PROBLEM TO SOLVE: Copy all of the entries below word for word, leaving out the pictures.

- - - -

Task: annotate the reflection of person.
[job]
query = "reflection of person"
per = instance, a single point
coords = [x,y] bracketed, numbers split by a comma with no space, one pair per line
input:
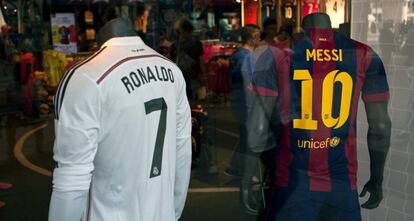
[123,134]
[316,159]
[190,55]
[4,186]
[243,161]
[64,35]
[140,14]
[27,78]
[386,40]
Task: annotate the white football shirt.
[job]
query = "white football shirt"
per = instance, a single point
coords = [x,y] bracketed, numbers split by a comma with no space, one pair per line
[123,137]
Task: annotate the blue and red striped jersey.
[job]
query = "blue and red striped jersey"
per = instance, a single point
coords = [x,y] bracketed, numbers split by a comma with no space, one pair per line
[318,81]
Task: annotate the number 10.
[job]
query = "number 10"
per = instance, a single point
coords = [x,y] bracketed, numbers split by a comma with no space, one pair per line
[306,121]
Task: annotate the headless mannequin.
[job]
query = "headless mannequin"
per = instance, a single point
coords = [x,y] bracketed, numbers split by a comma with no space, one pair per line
[379,130]
[118,27]
[378,136]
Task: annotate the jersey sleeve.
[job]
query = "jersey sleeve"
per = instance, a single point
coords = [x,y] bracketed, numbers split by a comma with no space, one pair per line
[375,87]
[183,155]
[76,129]
[264,77]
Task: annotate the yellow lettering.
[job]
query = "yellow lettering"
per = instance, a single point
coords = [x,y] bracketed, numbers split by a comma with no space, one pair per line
[305,122]
[310,55]
[319,54]
[308,144]
[300,143]
[322,144]
[327,55]
[335,56]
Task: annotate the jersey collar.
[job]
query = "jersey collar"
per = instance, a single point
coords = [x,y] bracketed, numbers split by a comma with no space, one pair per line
[123,41]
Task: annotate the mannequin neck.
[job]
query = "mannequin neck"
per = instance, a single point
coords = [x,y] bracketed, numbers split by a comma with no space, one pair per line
[316,20]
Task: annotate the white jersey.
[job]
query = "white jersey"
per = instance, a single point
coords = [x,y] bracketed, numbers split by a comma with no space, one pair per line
[123,137]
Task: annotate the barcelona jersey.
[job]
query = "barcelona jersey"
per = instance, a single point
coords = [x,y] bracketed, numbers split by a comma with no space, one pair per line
[318,81]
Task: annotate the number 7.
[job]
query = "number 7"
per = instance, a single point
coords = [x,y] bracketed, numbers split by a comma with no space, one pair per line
[151,106]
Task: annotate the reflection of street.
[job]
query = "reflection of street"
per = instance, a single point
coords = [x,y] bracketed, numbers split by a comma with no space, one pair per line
[211,196]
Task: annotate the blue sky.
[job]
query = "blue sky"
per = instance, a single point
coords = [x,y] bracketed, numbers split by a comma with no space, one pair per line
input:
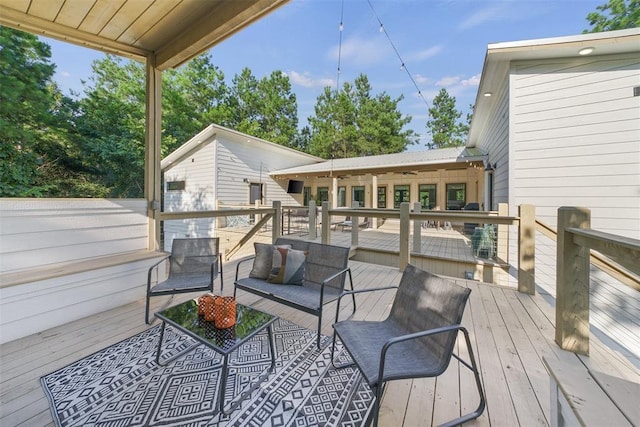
[441,42]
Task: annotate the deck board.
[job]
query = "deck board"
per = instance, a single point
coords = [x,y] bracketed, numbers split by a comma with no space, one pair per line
[510,333]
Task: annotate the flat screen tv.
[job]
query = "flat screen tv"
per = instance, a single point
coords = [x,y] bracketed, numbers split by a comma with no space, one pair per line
[295,187]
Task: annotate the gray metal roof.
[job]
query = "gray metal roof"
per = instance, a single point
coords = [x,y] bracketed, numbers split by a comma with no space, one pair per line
[406,160]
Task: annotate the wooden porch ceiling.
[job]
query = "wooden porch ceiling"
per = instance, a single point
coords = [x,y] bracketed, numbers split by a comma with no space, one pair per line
[401,170]
[170,32]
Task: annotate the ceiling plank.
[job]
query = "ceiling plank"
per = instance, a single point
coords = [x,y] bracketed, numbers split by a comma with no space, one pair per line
[72,13]
[212,28]
[100,15]
[152,21]
[47,10]
[20,21]
[124,18]
[19,5]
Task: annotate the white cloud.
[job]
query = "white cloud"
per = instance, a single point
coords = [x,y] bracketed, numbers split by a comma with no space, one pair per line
[306,80]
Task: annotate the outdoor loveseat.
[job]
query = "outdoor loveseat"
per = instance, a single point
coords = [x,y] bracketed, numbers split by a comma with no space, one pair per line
[302,275]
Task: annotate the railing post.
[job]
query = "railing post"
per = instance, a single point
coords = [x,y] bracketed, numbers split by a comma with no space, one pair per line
[417,229]
[276,221]
[527,249]
[355,225]
[503,234]
[404,236]
[313,223]
[572,283]
[326,224]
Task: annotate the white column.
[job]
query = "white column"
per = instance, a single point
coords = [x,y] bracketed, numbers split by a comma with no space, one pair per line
[374,199]
[153,133]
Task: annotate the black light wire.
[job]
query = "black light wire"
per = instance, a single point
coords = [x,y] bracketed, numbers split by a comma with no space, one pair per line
[403,65]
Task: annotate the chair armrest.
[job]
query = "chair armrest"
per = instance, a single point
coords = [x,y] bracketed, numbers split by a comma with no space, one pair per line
[153,267]
[333,276]
[241,261]
[408,337]
[359,291]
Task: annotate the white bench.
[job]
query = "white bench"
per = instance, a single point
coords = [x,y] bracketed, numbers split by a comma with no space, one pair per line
[581,397]
[64,259]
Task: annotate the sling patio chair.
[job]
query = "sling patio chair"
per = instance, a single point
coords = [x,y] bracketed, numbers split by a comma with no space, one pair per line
[193,266]
[416,340]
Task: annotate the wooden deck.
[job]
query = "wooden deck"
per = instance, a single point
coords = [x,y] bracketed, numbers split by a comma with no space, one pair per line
[511,333]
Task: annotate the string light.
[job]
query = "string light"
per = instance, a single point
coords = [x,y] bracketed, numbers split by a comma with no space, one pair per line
[403,66]
[341,27]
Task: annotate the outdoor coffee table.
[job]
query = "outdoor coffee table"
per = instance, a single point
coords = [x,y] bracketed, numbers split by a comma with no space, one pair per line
[249,322]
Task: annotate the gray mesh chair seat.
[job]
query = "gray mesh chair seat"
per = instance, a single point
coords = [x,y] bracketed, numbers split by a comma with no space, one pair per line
[193,266]
[416,340]
[325,278]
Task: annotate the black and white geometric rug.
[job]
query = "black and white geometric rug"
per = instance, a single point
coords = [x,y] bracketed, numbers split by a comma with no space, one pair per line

- - - -

TASK RESULT:
Task: annotate the reflection of person.
[job]
query = "reflection of person"
per = instance, a single point
coords = [x,y] bracketed, numbers split by a comma with no space, one pair per line
input:
[123,134]
[316,159]
[190,55]
[4,186]
[243,161]
[64,35]
[140,14]
[27,78]
[386,40]
Task: annotate the white football shirt.
[job]
query = "white football shirt"
per = instance, a single point
coords = [x,y] bracketed, numbers split by a comma with no space, one pair per line
[123,137]
Task: annotate the blue and red striped jersey.
[job]
query = "blue and red striped jersey"
per = instance, a single point
coords = [x,y] bracketed, numbers split by a comma with no space, one pair per line
[318,81]
Task: annotate the number 10.
[job]
query = "number 10"
per = instance, a single point
coords = [x,y] bracketed, numbers split by a comma with no space, one pair per line
[306,121]
Task: annotate the headless mannequin.
[job]
query = "headless mannequin"
per = instance, a single point
coords = [x,y] bracketed, numbers split by a comma with no space, one pair per line
[379,130]
[118,27]
[378,136]
Task: annotate the jersey sleeve.
[job]
query = "jersey sleeve"
per = instance, a single point
coords = [x,y] bracketed, numbers split by a comma with no space, one pair per line
[375,87]
[183,155]
[76,129]
[264,77]
Task: annotate the yellow lettering.
[job]
query = "yellow lettering"
per = instance, a single point
coords = [x,y] bracketed, numbers split by a comma with no space, one pair per line
[305,122]
[310,55]
[319,54]
[308,144]
[300,143]
[322,144]
[327,55]
[335,56]
Task: annotate the jersey collar.
[job]
query = "jersey collar"
per = instance, a single point
coords = [x,y] bracketed, numbers split by a comma with no space, one pair per line
[123,41]
Task: annotate the mannequin neck.
[job]
query = "mannequin neck"
per = instance, a single point
coords = [x,y] bracketed, numbers split by a comma with no space, one pair per line
[316,20]
Task: annotate the white jersey.
[job]
query = "white jersey"
per = instance, a single point
coords = [x,y] bracketed, numbers split by a comma with no space, one pair per line
[123,137]
Task: annotate the barcelona jersey.
[job]
query = "barcelona jersey"
per = instance, a single point
coords = [x,y] bracketed, numbers split by a comma with no space, one pair per line
[318,81]
Task: annotate the number 7.
[job]
query = "number 7"
per = instance, a single point
coords = [x,y] bracketed, numbers split by a comma with no space, one pair per line
[151,106]
Task: annotate the reflection of street.
[job]
query = "reflection of street"
per = instance, a single point
coords = [x,y] bracketed, numbers split by a comma with no space, one pair per line
[211,196]
Task: annotate the blue sky.
[job]
query = "blue sky"
per = instance, a single point
coords = [x,y] bracketed, numbers split by a comma with no space, one pair per line
input:
[441,42]
Task: annotate the deck board.
[job]
query = "deck board"
per = instance, a single point
coords = [x,y] bracketed, numbers split by a comma with no space, one pair per line
[510,333]
Task: annotate the flat screen tv.
[job]
query = "flat screen tv"
per = instance, a single point
coords = [x,y] bracketed, numbers split by a comma with no space, one pair per line
[295,187]
Task: annotate the gray metal roof.
[job]
query = "gray metal roof"
per = instance, a single point
coords = [x,y] bracketed, numbers split by a comma with no space, one pair per line
[406,160]
Task: annotate the wooden porch ceiling.
[job]
query = "wooden porch ceiling"
per = instance, a single point
coords = [x,y] bracketed, numbers split by a comma with no space, one pair per line
[401,170]
[170,32]
Task: annotate the ceiling plank.
[job]
query = "ceiling plank"
per = instance, a single point
coords = [x,y] bracketed, numbers split by a comma with no space, one pair per line
[72,13]
[212,28]
[100,15]
[152,21]
[47,10]
[20,21]
[124,18]
[19,5]
Task: annotate the white cloud.
[job]
query = "white cloud"
per = instance, a single point
coords = [x,y] bracketed, numbers split by a comma with no space, one pair per line
[306,80]
Task: annotate the outdoor loveseat.
[job]
query = "outdoor loveseat"
per = instance, a single point
coords = [x,y] bracketed, numbers split by a comma with no space, one pair per line
[302,275]
Task: annotate the railing post.
[job]
query = "railing post"
per = instance, a single point
coords = [x,y] bracketed, numbers split by a comma with no space, one pair per line
[417,229]
[276,221]
[527,249]
[355,225]
[503,234]
[404,236]
[313,223]
[572,283]
[326,224]
Task: annotate the white column.
[job]
query = "white column"
per = instance, a single point
coords = [x,y] bracketed, numbers split by a comma with no space, one pair per line
[374,199]
[153,133]
Task: annotate the black light wire.
[job]
query = "black light wire"
per = instance, a single point
coords = [x,y] bracketed, numbers split by a comma with no space, one pair per line
[403,65]
Task: annotate the chair armrest.
[job]
query = "chair armrest"
per = instance, a single point
coords = [x,y] bracketed, numbers split by a comma with no space, one pair per line
[153,267]
[333,276]
[241,261]
[408,337]
[359,291]
Task: annotate the white bench.
[job]
query = "white bench"
per = instance, a single point
coords = [x,y] bracketed, numbers split by a comma with no space, one pair per line
[581,397]
[64,259]
Task: annotate the sling patio chair.
[job]
query = "sling patio chair"
per = instance, a single point
coords = [x,y] bracketed, numbers split by a comma with no space, one pair per line
[193,266]
[416,340]
Task: annotate the wooden deck.
[job]
query = "wooden deck"
per = instance, a single point
coords = [x,y] bracketed, numbers split by a comma with no space, one pair per line
[511,333]
Task: annotate the string light.
[job]
query = "string light"
per = instance, a single point
coords = [x,y] bracketed, numbers split by a comma with no space, one pair per line
[403,66]
[341,27]
Task: annotate the outdoor coffee table.
[job]
query = "outdoor coffee table"
per = instance, a single point
coords = [x,y] bracketed, numbers split by a comma with no space, one pair per line
[249,322]
Task: annotate the gray mesh chair seat.
[job]
query = "gray mesh chair seat"
per = instance, a single point
coords = [x,y] bracketed, numbers split by a comma with no space, one pair per line
[193,266]
[416,340]
[325,278]
Task: annotate the black and white geometric rug.
[job]
query = "black and white geometric rug"
per = instance, a single point
coords = [x,y] bracketed, numbers split by a comma with no space, one pair per line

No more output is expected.